*** Opening of INFORMATION GIVEN ***

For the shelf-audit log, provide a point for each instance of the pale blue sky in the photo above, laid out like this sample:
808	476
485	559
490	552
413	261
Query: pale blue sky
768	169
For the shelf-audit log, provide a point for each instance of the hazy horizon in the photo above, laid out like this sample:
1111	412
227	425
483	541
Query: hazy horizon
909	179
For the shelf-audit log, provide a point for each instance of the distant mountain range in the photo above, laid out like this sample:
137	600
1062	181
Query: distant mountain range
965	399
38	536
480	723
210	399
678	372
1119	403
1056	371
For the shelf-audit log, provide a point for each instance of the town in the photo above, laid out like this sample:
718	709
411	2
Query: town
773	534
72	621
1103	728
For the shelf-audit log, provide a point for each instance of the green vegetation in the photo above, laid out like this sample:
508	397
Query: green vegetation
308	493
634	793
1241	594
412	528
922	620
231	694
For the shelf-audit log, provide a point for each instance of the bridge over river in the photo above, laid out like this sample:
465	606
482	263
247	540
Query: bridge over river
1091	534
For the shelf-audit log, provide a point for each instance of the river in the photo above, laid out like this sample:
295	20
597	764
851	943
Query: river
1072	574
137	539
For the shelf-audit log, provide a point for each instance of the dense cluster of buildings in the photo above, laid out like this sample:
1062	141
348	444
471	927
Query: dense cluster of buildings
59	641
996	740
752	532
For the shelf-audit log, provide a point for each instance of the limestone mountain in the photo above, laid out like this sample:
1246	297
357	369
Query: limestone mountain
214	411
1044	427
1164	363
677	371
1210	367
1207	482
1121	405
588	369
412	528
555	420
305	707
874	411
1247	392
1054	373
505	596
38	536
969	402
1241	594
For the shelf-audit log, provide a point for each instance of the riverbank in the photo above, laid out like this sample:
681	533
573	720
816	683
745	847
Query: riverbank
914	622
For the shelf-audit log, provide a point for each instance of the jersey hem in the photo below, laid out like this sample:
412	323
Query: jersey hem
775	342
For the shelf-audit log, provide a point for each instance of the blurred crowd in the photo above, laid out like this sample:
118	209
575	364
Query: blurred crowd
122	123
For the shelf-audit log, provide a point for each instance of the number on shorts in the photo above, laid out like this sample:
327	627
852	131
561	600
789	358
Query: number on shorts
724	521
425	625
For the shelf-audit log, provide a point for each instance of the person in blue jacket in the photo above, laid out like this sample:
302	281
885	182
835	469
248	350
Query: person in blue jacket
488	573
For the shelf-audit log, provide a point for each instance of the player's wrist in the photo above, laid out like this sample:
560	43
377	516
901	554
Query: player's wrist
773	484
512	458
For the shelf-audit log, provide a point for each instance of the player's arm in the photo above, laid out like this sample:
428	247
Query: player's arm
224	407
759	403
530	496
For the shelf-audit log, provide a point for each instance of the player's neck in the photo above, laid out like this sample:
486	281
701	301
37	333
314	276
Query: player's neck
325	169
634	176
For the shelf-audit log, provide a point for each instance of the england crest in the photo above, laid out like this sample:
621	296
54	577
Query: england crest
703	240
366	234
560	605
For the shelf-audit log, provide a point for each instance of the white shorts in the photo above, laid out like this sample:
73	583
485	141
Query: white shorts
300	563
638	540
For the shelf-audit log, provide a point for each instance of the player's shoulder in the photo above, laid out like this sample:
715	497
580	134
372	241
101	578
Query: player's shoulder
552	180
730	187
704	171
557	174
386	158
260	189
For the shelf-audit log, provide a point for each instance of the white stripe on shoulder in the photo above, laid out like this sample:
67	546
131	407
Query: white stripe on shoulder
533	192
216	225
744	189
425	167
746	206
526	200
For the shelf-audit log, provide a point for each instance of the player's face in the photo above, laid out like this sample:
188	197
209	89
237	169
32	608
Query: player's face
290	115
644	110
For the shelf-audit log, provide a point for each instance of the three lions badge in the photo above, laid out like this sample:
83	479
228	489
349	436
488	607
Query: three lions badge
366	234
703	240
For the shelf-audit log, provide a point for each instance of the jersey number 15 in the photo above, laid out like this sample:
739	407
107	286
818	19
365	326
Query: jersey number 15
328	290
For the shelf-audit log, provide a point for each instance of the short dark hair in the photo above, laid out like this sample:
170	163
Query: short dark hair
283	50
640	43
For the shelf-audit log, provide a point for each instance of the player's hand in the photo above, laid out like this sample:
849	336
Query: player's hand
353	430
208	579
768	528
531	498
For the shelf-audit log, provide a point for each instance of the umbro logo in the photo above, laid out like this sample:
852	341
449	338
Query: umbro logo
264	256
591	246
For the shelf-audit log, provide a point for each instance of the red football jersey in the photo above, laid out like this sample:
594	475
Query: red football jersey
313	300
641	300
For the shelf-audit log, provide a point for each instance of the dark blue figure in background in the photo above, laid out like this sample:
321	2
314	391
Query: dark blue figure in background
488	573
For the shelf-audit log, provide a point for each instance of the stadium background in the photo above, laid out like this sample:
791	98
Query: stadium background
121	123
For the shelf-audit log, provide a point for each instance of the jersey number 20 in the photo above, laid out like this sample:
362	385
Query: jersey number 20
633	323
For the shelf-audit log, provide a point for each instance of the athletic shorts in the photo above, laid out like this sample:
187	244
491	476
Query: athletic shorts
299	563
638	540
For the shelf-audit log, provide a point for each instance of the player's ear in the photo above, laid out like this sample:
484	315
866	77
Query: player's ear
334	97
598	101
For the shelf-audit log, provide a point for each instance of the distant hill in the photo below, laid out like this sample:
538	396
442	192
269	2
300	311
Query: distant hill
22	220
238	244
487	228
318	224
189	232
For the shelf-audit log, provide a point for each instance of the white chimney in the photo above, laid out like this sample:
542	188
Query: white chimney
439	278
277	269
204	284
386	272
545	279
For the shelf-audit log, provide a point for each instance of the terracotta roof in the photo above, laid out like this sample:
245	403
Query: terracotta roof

*** Close of INFORMATION GIVEN ***

DIRECTIONS =
What's needed is a word-for-word restatement of all the entries.

WRITTEN RESPONSE =
For the shelf-audit log, provide a point for each instance of the pale blue sky in the photo above, laid out like this sample:
808	476
485	559
490	552
413	261
Query: pale blue sky
768	169
For the shelf-audit log, provide a point for each instance of the hazy horizon in the photo above, laid out like this sample:
1111	412
227	425
483	541
Query: hazy horizon
909	179
For the shelf-audit log, provide a point for each instance of the distant mountain range in the photo above, laid out like this sample:
137	600
1062	181
Query: distant mountain range
965	399
38	536
480	723
210	399
678	372
1119	403
1056	371
For the shelf-audit log, provide a point for each instance of the town in the photo above, laid out like this sample:
718	709
411	2
Query: town
773	534
72	621
1103	728
For the shelf-audit log, provide a point for each instance of the green vegetation in the photo above, laid out like this sample:
508	397
Query: green vegetation
308	493
634	793
1241	594
412	528
922	620
231	694
For the shelf-audit log, provide a point for each instance of the bridge over river in the photo above, laid out like this sample:
465	606
482	263
247	540
Query: bridge over river
1091	534
For the shelf-audit log, provide a point for each instance of the river in the photo above, laid out like this sample:
295	20
597	764
851	943
Query: river
1072	574
137	539
For the shelf-audit log, provide a point for each instance of the dense cluster of buildings in the photo above, laid out like this sample:
1062	141
348	444
471	927
Query: dense cluster of buildings
59	641
996	740
752	532
For the shelf-audit log, provide a point for each instance of the limestone mountain in the photo above, laid out like this sample:
1246	297
357	369
Query: limestone mountain
214	411
1044	427
1164	363
677	371
1210	367
1207	482
1121	405
588	369
412	528
555	420
305	707
874	411
1247	392
1054	373
505	596
38	536
969	402
1241	594
For the shelf-audit log, provide a point for each instance of the riverbank in the photo above, laid out like this sample:
681	533
573	720
816	683
745	847
Query: riverbank
914	622
For the shelf-audit log, provide a point for each instance of the jersey hem in the photo below, laid out like this sample:
412	323
Query: jersey hem
775	342
For the shelf-audit log, provide a point for each instance of the blurred crowd in the photo above, laid out like this sample:
118	209
575	364
Query: blurred crowd
122	123
For the shelf-audit log, provide a point for each instance of the number on shorts in the photo above, laid out like this sample:
327	627
852	131
561	600
789	358
Query: number on shorts
724	521
425	625
For the shelf-audit log, provide a point for each instance of the person in blue jacket in the photo above, laid out like this sample:
302	281
885	182
835	469
248	350
Query: person in blue jacket
488	573
For the shelf-audit log, provide a point for each instance of the player's wrist in the photo above, laid out like this sample:
560	43
377	516
901	554
Query: player's wrist
773	484
512	458
For the shelf-audit log, provide a point for each instance of the player's arm in the photo above, laid out like this sample:
428	247
Query: player's arm
224	407
759	403
530	496
For the shelf-audit log, provide a point for each instance of the player's neck in the photo above, laid out like this sample:
486	281
701	301
37	333
314	276
Query: player's neck
325	169
634	176
For the shelf-audit log, provide a point for each instance of the england crest in the photo above, laid out like this sample:
621	296
54	577
Query: england crest
703	240
366	234
560	605
For the shelf-audit log, provide a point for each instance of the white shorts in the photo above, laid out like this sample:
73	583
485	141
Query: white shorts
300	563
638	540
For the shelf-audit log, provide a point for each instance of the player's shoulder in the photo above, laid out like this sample:
715	497
580	134
372	241
101	578
Query: player's shoulder
552	180
730	187
704	171
557	174
386	158
260	189
For the shelf-audit log, provide a point for each instance of the white stripe on shoulder in the photo above, laid out like this sample:
67	546
131	407
Query: white stripe on shoulder
533	192
216	225
744	189
425	167
746	206
526	200
For the shelf-audit log, provide a point for each instance of the player's face in the photo above, laid out like this sample:
188	197
209	89
237	169
32	608
Query: player's face
290	115
644	110
For the shelf-audit log, provide a point for each instance of the three lions badge in the photo above, laid out like this sample:
83	479
228	489
349	436
488	607
Query: three lions badge
366	234
703	240
For the shelf-audit log, provide a point for each instance of the jersey number 15 in the photo above, laid out like this sample:
739	407
107	286
818	19
365	326
Query: jersey number 15
328	290
For the shelf-audit log, provide a point for each instance of the short dark hair in the photo above, laid out like this sample:
170	163
Query: short dark hair
283	50
640	43
For the shelf-audit log, provide a point for each instance of the player's hand in the photo above, laid out like this sample:
849	336
Query: player's hand
353	430
208	579
768	528
531	498
For the shelf-audit log, provide a point for each instance of the umbro logo in the photo above, laid out like this sample:
852	341
449	338
Query: umbro logo
264	256
591	246
For the shelf-audit log, provide a point for each instance of the red football jersey in the photo above, laid out like this sample:
594	475
Query: red football jersey
313	300
641	300
For the shelf-audit log, provide a point for each instance of the dark blue figure in background in the photo above, laid out like this sample:
321	2
314	391
Query: dark blue figure in background
488	573
For the shelf-audit log, provide a point for each instance of the stadium background in the photo above, laid out like this sample:
791	98
Query: stadium background
121	123
For the shelf-audit log, provide a point for each instance of the jersey number 20 in the photo above, laid out like this sample:
362	385
Query: jersey number 20
633	323
For the shelf-audit log, provide a point for each instance of the athletic shorts in the photo above, laid out like this sample:
187	244
491	476
Query: athletic shorts
299	563
638	540
For the shelf-audit log, provide a point for each instance of the player's ear in the photo above, laid out like this sample:
484	315
866	77
Query: player's ear
334	97
598	101
For the shelf-audit log, provide a point for each instance of the distant hill in the photo below, laid out like this sample:
538	396
442	192
269	2
300	311
Query: distant hill
22	220
238	244
487	228
318	224
189	232
For the shelf-audit log, provide a point for each instance of the white chimney in the photo above, laid out like this sample:
542	188
Query: white chimney
439	278
277	269
204	284
386	272
545	279
For the shelf-audit log, provide a point for each instance of the terracotta roof in the photo above, laid out like this sample:
245	403
Query: terracotta roof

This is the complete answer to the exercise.